#### GOAL
Express the listing below as a two-column CSV with the header input,output. Each row pairs a block of wording, under input, with the path data that follows it, under output; quote every field, replace line breaks with spaces, and leave out the pictures.

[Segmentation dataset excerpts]
----------

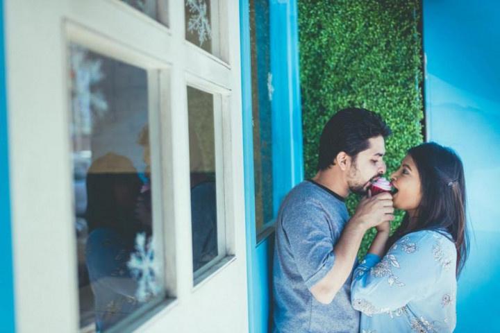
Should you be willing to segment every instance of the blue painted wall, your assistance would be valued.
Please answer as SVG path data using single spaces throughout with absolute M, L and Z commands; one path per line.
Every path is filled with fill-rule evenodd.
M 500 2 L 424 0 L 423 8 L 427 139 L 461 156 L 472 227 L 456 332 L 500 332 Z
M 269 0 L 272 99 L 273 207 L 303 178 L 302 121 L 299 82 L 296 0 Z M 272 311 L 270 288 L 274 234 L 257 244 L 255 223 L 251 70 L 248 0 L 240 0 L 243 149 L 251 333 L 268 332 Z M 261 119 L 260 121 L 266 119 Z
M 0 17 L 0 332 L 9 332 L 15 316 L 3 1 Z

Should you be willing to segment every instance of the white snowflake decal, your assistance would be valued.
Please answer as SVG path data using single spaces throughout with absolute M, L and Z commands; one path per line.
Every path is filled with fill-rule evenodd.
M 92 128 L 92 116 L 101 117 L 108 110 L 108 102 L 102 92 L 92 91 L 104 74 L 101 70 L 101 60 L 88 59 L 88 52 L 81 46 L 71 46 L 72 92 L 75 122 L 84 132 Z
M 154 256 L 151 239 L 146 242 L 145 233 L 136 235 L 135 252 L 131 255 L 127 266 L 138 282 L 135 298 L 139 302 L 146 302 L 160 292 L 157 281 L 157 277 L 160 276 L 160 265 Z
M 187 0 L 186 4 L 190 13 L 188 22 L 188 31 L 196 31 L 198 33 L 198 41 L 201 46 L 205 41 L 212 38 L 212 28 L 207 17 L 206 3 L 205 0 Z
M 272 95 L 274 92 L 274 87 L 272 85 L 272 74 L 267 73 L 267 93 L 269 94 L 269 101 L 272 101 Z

----------

#### SOLVED PROBLEM
input,output
"Should you be willing to segment every instance of the blue painted wall, your assistance would be valued. Please answer as SVG path data using single spaces throughout with absolute M, L and Z commands; one path per line. Every path is filled with fill-rule evenodd.","M 500 2 L 424 0 L 423 8 L 427 139 L 461 156 L 472 227 L 456 332 L 500 332 Z M 269 0 L 272 99 L 273 207 L 303 178 L 302 121 L 299 82 L 296 0 Z M 272 311 L 270 288 L 274 234 L 257 244 L 255 223 L 251 70 L 248 0 L 240 0 L 243 149 L 251 333 L 268 332 Z M 261 119 L 260 121 L 266 119 Z M 0 17 L 0 332 L 9 332 L 15 316 L 3 1 Z"
"Should you be willing to segment every instance of the white snowflake decal, your assistance would be valued. Please answer as SVG path data using single spaces throughout with absolute M, L and Z commands; one path per line. Every path is filled with fill-rule evenodd.","M 92 128 L 92 116 L 101 117 L 108 110 L 108 102 L 102 92 L 92 91 L 104 74 L 101 70 L 101 60 L 88 59 L 88 52 L 81 46 L 71 46 L 72 92 L 75 122 L 84 132 Z M 154 256 L 151 239 L 146 242 L 145 233 L 136 235 L 135 252 L 131 255 L 127 266 L 138 282 L 135 298 L 139 302 L 146 302 L 160 292 L 157 281 L 157 277 L 160 276 L 160 265 Z M 187 0 L 186 4 L 190 13 L 188 22 L 188 31 L 196 31 L 198 33 L 198 41 L 201 46 L 205 41 L 212 38 L 212 28 L 207 17 L 206 3 L 205 0 Z M 272 95 L 274 92 L 274 87 L 272 85 L 272 74 L 267 73 L 267 93 L 269 94 L 269 101 L 272 101 Z"